(Material provided):

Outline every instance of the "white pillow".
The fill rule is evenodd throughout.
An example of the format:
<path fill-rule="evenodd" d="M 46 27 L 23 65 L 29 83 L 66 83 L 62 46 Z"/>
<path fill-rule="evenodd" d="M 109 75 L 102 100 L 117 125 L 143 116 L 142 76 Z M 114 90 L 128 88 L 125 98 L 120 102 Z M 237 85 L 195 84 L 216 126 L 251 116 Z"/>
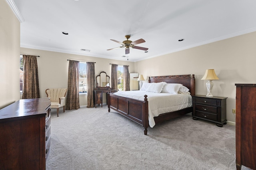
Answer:
<path fill-rule="evenodd" d="M 167 83 L 164 84 L 162 92 L 177 94 L 182 85 L 182 84 L 178 83 Z"/>
<path fill-rule="evenodd" d="M 149 86 L 146 90 L 146 91 L 154 92 L 154 93 L 161 93 L 164 86 L 166 83 L 166 82 L 160 82 L 159 83 L 149 83 Z"/>
<path fill-rule="evenodd" d="M 182 93 L 180 90 L 179 90 L 179 91 L 178 92 L 178 93 L 179 94 L 190 94 L 190 92 L 186 92 L 186 93 Z"/>
<path fill-rule="evenodd" d="M 189 89 L 184 86 L 182 86 L 180 88 L 180 90 L 179 90 L 179 91 L 180 91 L 182 93 L 186 93 L 187 92 L 188 92 L 189 91 Z"/>
<path fill-rule="evenodd" d="M 146 82 L 143 83 L 142 86 L 141 87 L 141 88 L 140 89 L 140 90 L 146 91 L 146 90 L 147 90 L 147 88 L 148 88 L 148 87 L 149 86 L 149 84 L 150 84 L 151 83 Z"/>

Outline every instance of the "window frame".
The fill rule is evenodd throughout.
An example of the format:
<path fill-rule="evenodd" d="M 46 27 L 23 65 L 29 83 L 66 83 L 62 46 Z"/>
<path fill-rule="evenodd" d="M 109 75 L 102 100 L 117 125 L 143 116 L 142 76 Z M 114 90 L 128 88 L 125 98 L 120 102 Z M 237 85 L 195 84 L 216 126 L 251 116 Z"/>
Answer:
<path fill-rule="evenodd" d="M 82 68 L 80 67 L 80 64 L 85 64 L 85 67 L 83 68 L 82 71 L 80 70 Z M 78 94 L 79 94 L 79 95 L 87 94 L 87 67 L 86 62 L 82 61 L 79 62 L 79 80 L 78 80 L 79 82 L 78 85 Z M 85 77 L 81 77 L 81 75 L 82 75 L 84 74 Z M 83 83 L 84 82 L 85 82 Z M 81 92 L 80 92 L 80 91 Z"/>

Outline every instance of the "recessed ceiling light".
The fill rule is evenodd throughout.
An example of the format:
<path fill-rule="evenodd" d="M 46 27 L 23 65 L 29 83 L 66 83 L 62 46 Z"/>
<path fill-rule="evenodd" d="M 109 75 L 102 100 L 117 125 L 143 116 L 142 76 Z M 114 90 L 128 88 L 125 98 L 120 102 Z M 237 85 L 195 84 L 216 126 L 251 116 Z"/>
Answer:
<path fill-rule="evenodd" d="M 90 50 L 87 50 L 87 49 L 84 49 L 84 48 L 81 48 L 81 50 L 82 50 L 82 51 L 88 51 L 89 52 L 91 51 Z"/>
<path fill-rule="evenodd" d="M 68 35 L 68 32 L 63 32 L 62 34 L 65 35 Z"/>

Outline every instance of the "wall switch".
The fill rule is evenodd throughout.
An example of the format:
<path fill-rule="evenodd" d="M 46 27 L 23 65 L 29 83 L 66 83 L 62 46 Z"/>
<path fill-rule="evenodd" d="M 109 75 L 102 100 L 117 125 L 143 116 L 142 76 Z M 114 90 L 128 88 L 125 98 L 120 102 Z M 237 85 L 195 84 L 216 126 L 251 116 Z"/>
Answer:
<path fill-rule="evenodd" d="M 232 113 L 234 113 L 234 114 L 236 114 L 236 109 L 232 109 Z"/>

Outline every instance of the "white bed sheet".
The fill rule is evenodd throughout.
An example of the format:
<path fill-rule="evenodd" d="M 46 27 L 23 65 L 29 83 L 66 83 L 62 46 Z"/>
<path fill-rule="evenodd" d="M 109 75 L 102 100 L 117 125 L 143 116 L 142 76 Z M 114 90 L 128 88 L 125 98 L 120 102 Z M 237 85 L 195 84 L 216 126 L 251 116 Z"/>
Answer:
<path fill-rule="evenodd" d="M 156 124 L 154 117 L 192 106 L 192 97 L 190 94 L 157 93 L 142 90 L 119 91 L 114 94 L 142 101 L 144 101 L 144 95 L 146 94 L 148 101 L 148 122 L 151 128 Z"/>

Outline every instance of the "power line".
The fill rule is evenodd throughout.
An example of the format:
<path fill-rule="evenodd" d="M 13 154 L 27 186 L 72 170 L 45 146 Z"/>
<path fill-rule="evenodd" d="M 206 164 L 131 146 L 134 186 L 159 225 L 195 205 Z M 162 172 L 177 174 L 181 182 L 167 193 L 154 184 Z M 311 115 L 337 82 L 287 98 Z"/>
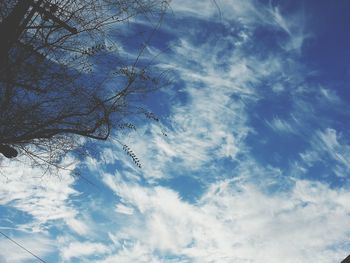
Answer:
<path fill-rule="evenodd" d="M 37 258 L 39 261 L 47 263 L 45 260 L 43 260 L 42 258 L 38 257 L 37 255 L 35 255 L 34 253 L 32 253 L 31 251 L 29 251 L 28 249 L 26 249 L 24 246 L 22 246 L 21 244 L 17 243 L 15 240 L 13 240 L 12 238 L 10 238 L 8 235 L 4 234 L 3 232 L 0 231 L 0 234 L 3 235 L 5 238 L 7 238 L 8 240 L 10 240 L 12 243 L 16 244 L 17 246 L 19 246 L 20 248 L 22 248 L 23 250 L 27 251 L 29 254 L 31 254 L 33 257 Z"/>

(Problem requirements):
Give the rows above again with "Outline" switched to "Trace" everywhere and everything else unchanged. Leave the pictures out.

(Answer to this task):
Trace every instance of the "white pillow".
The fill rule is evenodd throughout.
An example of the format:
<path fill-rule="evenodd" d="M 46 27 L 23 65 L 29 83 L 66 83 L 62 46 Z"/>
<path fill-rule="evenodd" d="M 109 75 L 102 100 L 117 125 L 143 116 L 142 76 Z M 114 90 L 128 88 L 125 98 L 120 102 Z M 237 85 L 195 84 L 216 126 L 251 116 Z"/>
Answer:
<path fill-rule="evenodd" d="M 167 83 L 164 84 L 162 92 L 177 94 L 182 85 L 182 84 L 178 83 Z"/>
<path fill-rule="evenodd" d="M 149 86 L 146 90 L 146 91 L 154 92 L 154 93 L 161 93 L 164 86 L 166 83 L 166 82 L 160 82 L 159 83 L 149 83 Z"/>
<path fill-rule="evenodd" d="M 182 93 L 180 90 L 179 90 L 179 91 L 178 92 L 178 93 L 179 94 L 190 94 L 190 92 L 186 92 L 186 93 Z"/>
<path fill-rule="evenodd" d="M 189 89 L 184 86 L 182 86 L 180 88 L 180 90 L 179 90 L 179 91 L 180 91 L 182 93 L 186 93 L 187 92 L 188 92 L 189 91 Z"/>
<path fill-rule="evenodd" d="M 146 82 L 143 83 L 142 86 L 141 87 L 141 88 L 140 89 L 140 90 L 146 91 L 146 90 L 147 90 L 147 88 L 148 88 L 148 87 L 149 86 L 149 84 L 150 84 L 151 83 Z"/>

Trace every instance of the "window frame".
The fill rule is evenodd throughout.
An example of the format:
<path fill-rule="evenodd" d="M 46 27 L 23 65 L 29 83 L 66 83 L 62 46 Z"/>
<path fill-rule="evenodd" d="M 109 75 L 102 100 L 117 125 L 143 116 L 142 76 Z M 114 90 L 128 88 L 125 98 L 120 102 Z M 237 85 L 195 84 L 216 126 L 251 116 Z"/>
Answer:
<path fill-rule="evenodd" d="M 82 68 L 80 67 L 80 64 L 85 64 L 85 67 L 83 68 L 82 71 L 80 70 Z M 78 94 L 79 94 L 79 95 L 87 94 L 87 67 L 86 62 L 82 61 L 79 62 L 79 80 L 78 80 L 79 82 L 78 85 Z M 85 77 L 81 77 L 81 75 L 82 75 L 84 74 Z M 83 83 L 84 82 L 85 82 Z M 81 92 L 80 92 L 80 91 Z"/>

Trace every instance of the "recessed ceiling light".
The fill rule is evenodd throughout.
An example of the format:
<path fill-rule="evenodd" d="M 46 27 L 23 65 L 29 83 L 66 83 L 62 46 Z"/>
<path fill-rule="evenodd" d="M 109 75 L 102 100 L 117 125 L 143 116 L 142 76 Z M 114 90 L 128 88 L 125 98 L 120 102 Z M 237 85 L 195 84 L 216 126 L 251 116 Z"/>
Answer:
<path fill-rule="evenodd" d="M 90 50 L 87 50 L 87 49 L 84 49 L 84 48 L 81 48 L 81 50 L 82 50 L 82 51 L 88 51 L 89 52 L 91 51 Z"/>
<path fill-rule="evenodd" d="M 68 35 L 68 32 L 63 32 L 62 34 L 65 35 Z"/>

Trace every instance of the "wall switch".
The fill rule is evenodd throughout.
An example of the format:
<path fill-rule="evenodd" d="M 46 27 L 23 65 L 29 83 L 66 83 L 62 46 Z"/>
<path fill-rule="evenodd" d="M 109 75 L 102 100 L 117 125 L 143 116 L 142 76 Z M 114 90 L 128 88 L 125 98 L 120 102 Z M 237 85 L 195 84 L 216 126 L 251 116 Z"/>
Answer:
<path fill-rule="evenodd" d="M 232 113 L 234 113 L 234 114 L 236 114 L 236 109 L 232 109 Z"/>

Trace every instance of the "white bed sheet".
The fill rule is evenodd throughout.
An example of the format:
<path fill-rule="evenodd" d="M 46 27 L 23 65 L 29 83 L 66 83 L 62 46 Z"/>
<path fill-rule="evenodd" d="M 109 75 L 102 100 L 117 125 L 143 116 L 142 76 Z M 114 90 L 128 88 L 125 98 L 120 102 Z M 237 85 L 195 84 L 216 126 L 251 116 Z"/>
Answer:
<path fill-rule="evenodd" d="M 156 124 L 154 117 L 192 106 L 192 97 L 190 94 L 157 93 L 142 90 L 119 91 L 114 94 L 142 101 L 144 101 L 144 95 L 146 94 L 148 101 L 148 122 L 151 128 Z"/>

Trace every instance of the "power line".
The fill rule is evenodd throughout.
An example of the format:
<path fill-rule="evenodd" d="M 13 154 L 27 186 L 72 170 L 45 146 Z"/>
<path fill-rule="evenodd" d="M 206 164 L 131 146 L 134 186 L 159 225 L 195 205 Z M 162 172 L 177 174 L 181 182 L 167 193 L 154 184 Z M 311 115 L 337 82 L 287 98 Z"/>
Answer:
<path fill-rule="evenodd" d="M 37 258 L 39 261 L 47 263 L 45 260 L 43 260 L 42 258 L 38 257 L 37 255 L 35 255 L 34 253 L 32 253 L 31 251 L 29 251 L 28 249 L 26 249 L 24 246 L 22 246 L 21 244 L 17 243 L 15 240 L 13 240 L 12 238 L 10 238 L 8 235 L 4 234 L 3 232 L 0 231 L 0 234 L 3 235 L 5 238 L 7 238 L 8 240 L 10 240 L 12 243 L 16 244 L 17 246 L 19 246 L 20 248 L 22 248 L 23 250 L 27 251 L 29 254 L 31 254 L 33 257 Z"/>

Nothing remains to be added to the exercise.